__THE INPUT__.
* * * * *

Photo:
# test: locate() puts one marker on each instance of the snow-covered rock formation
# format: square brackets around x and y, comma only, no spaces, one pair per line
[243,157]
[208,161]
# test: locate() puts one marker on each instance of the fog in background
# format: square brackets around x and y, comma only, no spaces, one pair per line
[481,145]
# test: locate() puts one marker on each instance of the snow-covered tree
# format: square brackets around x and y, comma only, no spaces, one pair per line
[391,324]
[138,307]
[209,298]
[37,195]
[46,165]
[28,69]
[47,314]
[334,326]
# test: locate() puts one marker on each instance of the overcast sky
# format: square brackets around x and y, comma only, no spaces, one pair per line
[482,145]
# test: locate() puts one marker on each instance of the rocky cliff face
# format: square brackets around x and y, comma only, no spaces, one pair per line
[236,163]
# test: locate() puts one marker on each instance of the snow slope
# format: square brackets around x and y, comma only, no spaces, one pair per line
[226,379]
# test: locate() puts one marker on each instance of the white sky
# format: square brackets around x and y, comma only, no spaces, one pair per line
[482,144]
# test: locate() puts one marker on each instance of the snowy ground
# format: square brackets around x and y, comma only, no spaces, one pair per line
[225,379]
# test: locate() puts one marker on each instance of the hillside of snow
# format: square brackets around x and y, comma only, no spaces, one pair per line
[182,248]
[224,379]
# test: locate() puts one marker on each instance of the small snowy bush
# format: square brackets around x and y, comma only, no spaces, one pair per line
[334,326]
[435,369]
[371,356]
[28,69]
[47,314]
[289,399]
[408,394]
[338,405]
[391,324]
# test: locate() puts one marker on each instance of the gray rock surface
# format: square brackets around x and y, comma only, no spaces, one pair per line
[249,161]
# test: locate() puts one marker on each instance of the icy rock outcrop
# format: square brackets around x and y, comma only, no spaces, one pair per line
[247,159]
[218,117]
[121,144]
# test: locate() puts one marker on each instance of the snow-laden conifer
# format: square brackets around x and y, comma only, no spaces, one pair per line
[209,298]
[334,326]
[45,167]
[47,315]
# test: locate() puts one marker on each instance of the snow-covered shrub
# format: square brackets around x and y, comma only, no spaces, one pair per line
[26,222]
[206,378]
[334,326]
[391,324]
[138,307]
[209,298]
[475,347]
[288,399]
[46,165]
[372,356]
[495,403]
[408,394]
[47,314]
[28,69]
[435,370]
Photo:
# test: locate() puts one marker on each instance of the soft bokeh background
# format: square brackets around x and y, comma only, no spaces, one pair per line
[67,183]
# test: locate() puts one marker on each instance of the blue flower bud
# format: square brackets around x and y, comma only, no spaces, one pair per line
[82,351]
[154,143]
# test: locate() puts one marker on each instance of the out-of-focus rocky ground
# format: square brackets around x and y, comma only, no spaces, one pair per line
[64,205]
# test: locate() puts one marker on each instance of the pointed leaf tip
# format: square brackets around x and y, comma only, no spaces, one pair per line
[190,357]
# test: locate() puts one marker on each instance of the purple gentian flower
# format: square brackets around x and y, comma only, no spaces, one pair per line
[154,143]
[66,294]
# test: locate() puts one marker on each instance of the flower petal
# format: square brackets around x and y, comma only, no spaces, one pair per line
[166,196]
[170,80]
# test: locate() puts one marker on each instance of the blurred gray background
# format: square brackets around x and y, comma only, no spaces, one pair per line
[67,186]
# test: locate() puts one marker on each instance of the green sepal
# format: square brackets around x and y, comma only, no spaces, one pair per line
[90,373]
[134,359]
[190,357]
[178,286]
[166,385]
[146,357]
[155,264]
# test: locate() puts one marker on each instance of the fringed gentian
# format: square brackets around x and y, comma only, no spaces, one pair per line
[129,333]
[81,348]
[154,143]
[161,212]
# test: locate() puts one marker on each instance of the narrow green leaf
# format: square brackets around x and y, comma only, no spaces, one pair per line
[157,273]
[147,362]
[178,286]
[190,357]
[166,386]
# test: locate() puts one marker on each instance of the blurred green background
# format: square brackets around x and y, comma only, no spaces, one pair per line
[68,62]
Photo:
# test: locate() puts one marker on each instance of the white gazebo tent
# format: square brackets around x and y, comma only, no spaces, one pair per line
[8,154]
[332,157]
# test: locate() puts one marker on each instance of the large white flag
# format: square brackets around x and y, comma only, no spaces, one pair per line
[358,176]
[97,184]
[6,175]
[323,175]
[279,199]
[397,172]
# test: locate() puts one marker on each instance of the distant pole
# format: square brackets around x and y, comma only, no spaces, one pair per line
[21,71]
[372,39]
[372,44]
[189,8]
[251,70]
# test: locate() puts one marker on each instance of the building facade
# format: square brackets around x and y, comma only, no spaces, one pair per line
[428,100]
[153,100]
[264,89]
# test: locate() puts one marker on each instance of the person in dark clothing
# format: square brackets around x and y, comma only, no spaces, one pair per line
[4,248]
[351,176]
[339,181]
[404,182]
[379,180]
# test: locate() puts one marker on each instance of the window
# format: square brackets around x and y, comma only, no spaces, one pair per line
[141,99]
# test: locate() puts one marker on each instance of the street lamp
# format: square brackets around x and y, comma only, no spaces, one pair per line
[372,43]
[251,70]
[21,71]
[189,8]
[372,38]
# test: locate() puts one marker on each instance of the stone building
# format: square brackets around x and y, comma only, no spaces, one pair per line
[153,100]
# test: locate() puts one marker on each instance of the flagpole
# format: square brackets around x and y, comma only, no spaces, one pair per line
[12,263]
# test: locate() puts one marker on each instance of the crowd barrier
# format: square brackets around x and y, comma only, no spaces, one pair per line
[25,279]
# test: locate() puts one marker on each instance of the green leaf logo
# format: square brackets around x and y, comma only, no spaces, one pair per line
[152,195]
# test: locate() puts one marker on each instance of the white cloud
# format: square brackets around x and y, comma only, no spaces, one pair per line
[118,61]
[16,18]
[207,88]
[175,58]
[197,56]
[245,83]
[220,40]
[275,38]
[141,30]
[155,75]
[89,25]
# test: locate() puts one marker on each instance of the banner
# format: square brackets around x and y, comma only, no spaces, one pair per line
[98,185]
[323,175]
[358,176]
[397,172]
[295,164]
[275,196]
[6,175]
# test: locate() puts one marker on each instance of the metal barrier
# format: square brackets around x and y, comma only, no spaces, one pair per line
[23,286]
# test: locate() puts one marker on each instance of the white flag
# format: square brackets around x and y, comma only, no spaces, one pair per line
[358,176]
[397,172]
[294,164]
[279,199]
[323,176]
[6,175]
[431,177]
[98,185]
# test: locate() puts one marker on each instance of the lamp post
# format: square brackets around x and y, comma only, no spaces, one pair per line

* * * * *

Set down all the data exactly as given.

Photo:
# test: locate() puts one marker on each instance of the snow-covered rock formation
# format: square brackets around x and y, comma only, no spaces, one pair per line
[243,157]
[208,161]
# test: locate() puts one marker on each instance of the fog in background
# format: square brackets around x and y, comma only, no spaces, one pair per line
[481,145]
# test: locate() puts one marker on each instance of the snow-covered tree
# format: square brackets around x and y, comma only, no spaces, one pair per line
[391,324]
[138,307]
[209,298]
[37,195]
[46,165]
[28,69]
[47,314]
[334,326]
# test: locate() puts one marker on each instance of the overcast sky
# format: square brackets around x and y, comma only, no spaces, one pair per line
[482,145]
# test: locate() puts one marker on each instance of the rocky cliff face
# format: square brackets around x and y, comma only, no spaces, one pair per line
[236,163]
# test: locate() puts one marker on each instance of the snow slope
# format: square brackets around x and y, comma only, no spaces, one pair per line
[226,379]
# test: locate() puts one marker on each instance of the white sky
# format: square brackets around x and y, comma only, no spaces, one pair per line
[482,144]
# test: locate() puts one marker on each instance of the snowy ground
# format: square brackets around x and y, comma only, no spaces, one pair per line
[225,379]
# test: locate() puts one marker on each instance of the hillside of snow
# format: square brackets around x and y, comma only, no spaces, one pair per line
[182,248]
[224,379]
# test: locate() puts one marker on each instance of the small snowy bush
# format: square brackets around x and y, comma only, no spaces, one pair per line
[334,326]
[435,369]
[371,356]
[28,69]
[47,314]
[289,399]
[408,394]
[338,405]
[391,324]
# test: locate() puts one marker on each instance of the gray rock surface
# format: square brackets around x and y, comma only, no spaces, one pair per line
[249,161]
# test: locate() puts one marker on each instance of the icy rock outcrop
# format: square brackets around x and y, comma only, no spaces, one pair per line
[247,159]
[218,117]
[121,144]
# test: locate() puts one marker on each instance of the snow-laden conifer
# format: square brackets around x and y, comma only, no spaces, one pair per line
[209,298]
[334,326]
[45,167]
[47,315]
# test: locate() puts one marker on each instance of the snow-covered shrub
# format: square brackets around x and y, comma only, no spaces, one pair per line
[26,222]
[206,378]
[334,326]
[391,324]
[138,307]
[209,298]
[475,347]
[288,399]
[46,165]
[372,356]
[495,403]
[408,394]
[47,314]
[28,69]
[435,370]
Photo:
# test: locate() puts one marker on each instance of the soft bokeh background
# format: square brackets around x and y, comma only, no spaces, one pair per line
[67,183]
# test: locate() puts one marker on each instance of the blue flower bud
# format: square brackets around x and y, comma only, no spaces, one pair per line
[82,351]
[154,143]
# test: locate() puts one marker on each instance of the out-of-focus rocky ground
# format: square brackets around x and y, comma only, no spaces, one pair per line
[64,205]
# test: locate() puts one marker on each instance of the pointed leaf tip
# format: square brackets around x and y, comma only, no spaces, one pair per line
[190,357]
# test: locate() puts one marker on each instance of the purple gentian flower
# format: square brackets around x and y, comma only, no spaces, one pair per line
[154,143]
[66,294]
# test: locate() puts one marker on each instance of the flower petal
# format: square brackets around x and y, comma only, no spaces, one pair per line
[166,196]
[170,80]
# test: locate() puts one marker on each instance of the blurred gray background
# format: square brackets around x and y, comma only, no spaces, one pair per line
[67,186]
# test: locate() puts one marker on each instance of the green sepal
# format: square brackets around x and y, comma only, no spaces, one pair per line
[90,373]
[134,359]
[190,357]
[178,286]
[166,385]
[146,357]
[155,264]
# test: locate() puts one marker on each instance of the fringed gentian
# format: square brackets around x and y, comma only, no spaces, one pair per line
[129,333]
[81,348]
[154,143]
[161,212]
# test: locate() puts one marker on each instance of the narrow green leaf
# format: square brackets around x and y, comma only, no spaces, one pair per line
[157,273]
[147,362]
[178,286]
[190,357]
[166,386]
# test: locate() puts one marker on each instance of the blurred green background
# format: square brackets around x and y, comma only, no spaces, one pair per line
[68,62]
Photo:
# test: locate() puts one marker on each instance of the white gazebo tent
# format: square brackets around x and y, comma only, no spaces, one pair per line
[8,154]
[332,157]
# test: locate() puts one marker on each instance of the large white flag
# format: square brackets around x and y, comma only, no spaces, one pair per line
[358,176]
[97,184]
[6,175]
[323,175]
[279,199]
[397,172]
# test: locate() puts one marker on each instance of the distant pole
# format: square brackets around x and y, comma only, no spaces, one pair per line
[21,71]
[372,39]
[372,44]
[189,8]
[251,70]
# test: locate() puts one marker on each instance of the building facade
# format: square brackets around x and y, comma only, no spaces, one pair per line
[428,100]
[153,100]
[264,89]
# test: locate() puts one marker on each instance of the person in dark clothing
# format: square brackets around x and y, comma only, no spaces, one pair per line
[4,248]
[351,176]
[339,181]
[404,182]
[379,180]
# test: locate() puts one marker on each instance of the window
# format: square brackets around x and y, comma only, no spaces, one pair per line
[141,99]
# test: locate() puts one marker on each instance of the street lamp
# format: square brackets around x and y, comma only, no spaces, one pair per line
[372,43]
[251,70]
[21,71]
[189,8]
[372,38]
# test: locate() puts one marker on each instance of the stone building
# format: square brackets around x and y, comma only, no spaces, one pair per line
[153,100]
# test: locate() puts one marker on each instance of the flagpole
# format: square brackets around x and y, comma only, no spaces, one pair per line
[12,263]
# test: locate() puts one marker on each instance of the crowd barrier
# format: square brackets around x and y, comma only, no spaces, one pair per line
[25,279]
# test: locate() puts one marker on each instance of the green leaf logo
# format: square brackets around x and y, comma only, no spaces, one pair per line
[152,195]
# test: locate() puts one marker on each instance of the white cloud
# format: square brackets around x and y, comma only, no spaces, one pair per line
[118,61]
[16,18]
[207,88]
[175,58]
[197,56]
[245,83]
[220,40]
[275,38]
[141,30]
[155,75]
[89,25]
# test: locate() puts one marker on each instance of the banner
# format: square brackets around x and y, comma only, no spaces, one pair per line
[98,185]
[323,175]
[358,176]
[397,172]
[295,164]
[275,196]
[6,175]
# test: locate() puts one marker on each instance of the metal barrier
# format: square brackets around x and y, comma only, no spaces, one pair per line
[23,286]
# test: locate() puts one marker on each instance of the white flag
# format: square brackets around x and y, comma only, no spaces, one pair per line
[358,176]
[397,172]
[294,164]
[279,199]
[323,176]
[6,175]
[431,177]
[98,185]
# test: locate() puts one marker on each instance of the lamp post
# format: square brackets around x and y, comma only, no spaces, one pair per line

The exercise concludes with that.